● What you should do:
An exact transcription of the entries is required, with no images included.
►
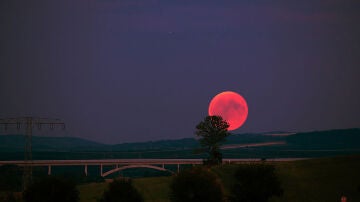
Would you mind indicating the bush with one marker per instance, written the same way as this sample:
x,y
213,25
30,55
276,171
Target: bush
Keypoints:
◄
● Answer:
Would you mind indicating the bush with one marker per instance, written the same way as this sample:
x,y
213,25
30,55
276,171
Target: bush
Keypoints:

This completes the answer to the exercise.